- Annotation data based on points
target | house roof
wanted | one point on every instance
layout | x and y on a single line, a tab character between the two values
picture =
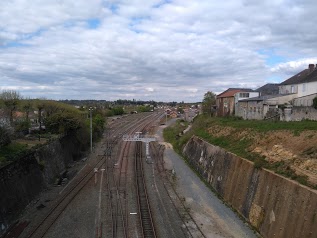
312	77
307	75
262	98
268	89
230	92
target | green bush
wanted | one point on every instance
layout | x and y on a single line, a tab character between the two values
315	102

--

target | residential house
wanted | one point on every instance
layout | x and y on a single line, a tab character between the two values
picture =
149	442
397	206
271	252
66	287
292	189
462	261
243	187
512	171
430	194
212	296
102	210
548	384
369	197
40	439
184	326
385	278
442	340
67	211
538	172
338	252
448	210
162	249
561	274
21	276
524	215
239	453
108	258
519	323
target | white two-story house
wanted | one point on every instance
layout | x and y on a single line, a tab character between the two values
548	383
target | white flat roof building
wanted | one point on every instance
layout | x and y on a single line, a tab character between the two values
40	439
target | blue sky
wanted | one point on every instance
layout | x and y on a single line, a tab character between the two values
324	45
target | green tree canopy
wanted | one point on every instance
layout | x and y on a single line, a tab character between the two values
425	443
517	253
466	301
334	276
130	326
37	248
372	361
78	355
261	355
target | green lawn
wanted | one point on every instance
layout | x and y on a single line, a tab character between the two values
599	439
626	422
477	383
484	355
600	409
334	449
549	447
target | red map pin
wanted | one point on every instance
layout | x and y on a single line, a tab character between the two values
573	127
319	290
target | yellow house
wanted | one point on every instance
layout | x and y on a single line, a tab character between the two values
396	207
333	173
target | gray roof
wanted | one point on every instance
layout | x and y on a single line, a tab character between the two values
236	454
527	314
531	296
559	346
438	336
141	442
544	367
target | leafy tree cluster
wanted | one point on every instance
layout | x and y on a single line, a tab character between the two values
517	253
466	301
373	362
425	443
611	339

---

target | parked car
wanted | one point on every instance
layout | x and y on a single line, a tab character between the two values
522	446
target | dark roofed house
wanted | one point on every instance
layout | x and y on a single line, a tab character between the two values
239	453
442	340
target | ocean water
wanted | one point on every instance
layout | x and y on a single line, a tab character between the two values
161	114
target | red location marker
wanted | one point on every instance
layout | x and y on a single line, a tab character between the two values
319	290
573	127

- AIM
Gather every line of the items above that contains the string "house". Treat uppercase and lowercase letters as distinct.

- SOLUTION
target | house roof
target | residential house
target | white two-story house
target | yellow house
target | dark roofed house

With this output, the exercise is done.